Required actions.
a) In the Cobbett biography, what year did he begin the Weekly Political Register?
b) List every publication or publishing project of Cobbett's that the Cobbett biography names.
c) Write the next part of the Cobbett biography, starting after its final sentence about his death.

Britain's Tory government welcomed him as a literary asset in the struggle against republican France. He opened a bookshop in London and in 1802 began his famous Weekly Political Register. Gradually moving toward radicalism, he criticized the government's conduct of the long Napoleonic War. He was especially concerned about the war's economic
repercussions on the home front. Because of his criticism of the government's handling of an army mutiny, in 1810 Cobbett was convicted of sedition and imprisoned for 2 years. Upon his release in 1812, he emerged as the great popular spokesman for the working classes. In his new, cheaper Register, he championed parliamentary reform and attacked the government for the high taxation and widespread unemployment of the postwar period.
Cobbett's newfound radicalism alarmed the government, and he went to America in 1817. On his return to England in 1819 Cobbett discovered a new enemy of the people—industrialism—and he repeatedly attacked this development in his famous Rural Rides. These essays, which praise old agricultural England, were first published in the Register and in book form in 1830.
Although his grand projects, the Parliamentary Debates and the Parliamentary History of England, were taken over by others while he was in prison, Cobbett never lost his interest in politics. He ran for Parliament unsuccessfully twice but was elected in 1832 from Oldham, following the acceptance of the Great Reform Bill. The parliamentary reform implemented by the bill fell far short of the demands of Cobbett and the Radicals, since the working class was still denied the vote. He opposed much of the legislation of the new Whig government in the reformed Parliament, especially the New Poor Law of 1834. He died on his farm near Guilford on June 18, 1835.

Material provided.
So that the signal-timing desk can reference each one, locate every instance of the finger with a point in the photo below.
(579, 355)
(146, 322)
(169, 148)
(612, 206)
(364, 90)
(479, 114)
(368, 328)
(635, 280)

Results.
a) 1802

b)
- Weekly Political Register
- Rural Rides
- Parliamentary Debates
- Parliamentary History of England

c)
Cobbett has been praised as the prophet of democracy, but most of his writings look back to the old agrarian England
of responsible landlords and contented tenants. He was not a profound thinker; his comments on economic matters were nearly always erroneous. Emotion rather than reason dictated many of his conclusions. But his passion for the interests of the common man and his ability to write in a jargon that was understood by the working class made him the leading English Radical of the early 19th century.
Further Reading
The range in the evaluation of Cobbett is suggested by the two standard biographies: G.D.H. Cole, William Cobbett (1925), views him as a Radical leader of the working classes, while G.K. Chesterton, William Cobbett (1925), considers him a Conservative. More recent biographies of Cobbett are William Baring Pemberton, William Cobbett (1949), and John W. Osborne, William Cobbett: His Thought and His Times (1966). Osborne more than the earlier biographers minimizes Cobbett's significance, calling him "a failure in politics … and of very limited influence in his lifetime." Mary Elizabeth Clark wrote a specialized study, Peter Porcupine in America (1939). There is a provocative chapter on Cobbett in Crane Brinton, English Political Thought in the Nineteenth Century (1933).
Additional Sources
Booth, Simon, William Cobbett: an introduction to his life and writings, Farnham Eng.: Farnham Museum Society, 1976.
Clark, Mary Elizabeth, Peter Porcupine in America: the career of William Cobbett, 1792-1800, Philadelphia: R. West, 1977 1939.
Cole, G. D. H. (George Douglas Howard), 1889-1959., William Cobbett, Norwood, Pa.: Norwood Editions, 1976; Philadelphia: R. West, 1977.
Green, Daniel, Great Cobbett: the noblest agitator, Oxford Oxfordshire; New York: Oxford University Press, 1985, 1983.
Osborne, John Walter, William Cobbett, his thought and his times, Westport, Conn.: Greenwood Press, 1981, 1966.
Schweizer, Karl W., Cobbett in his times, Savage, Md.: Barnes &Noble Books, 1990.
Spater, George, William Cobbett, the poor man's friend, Cambridge; New York: Cambridge University Press, 1982.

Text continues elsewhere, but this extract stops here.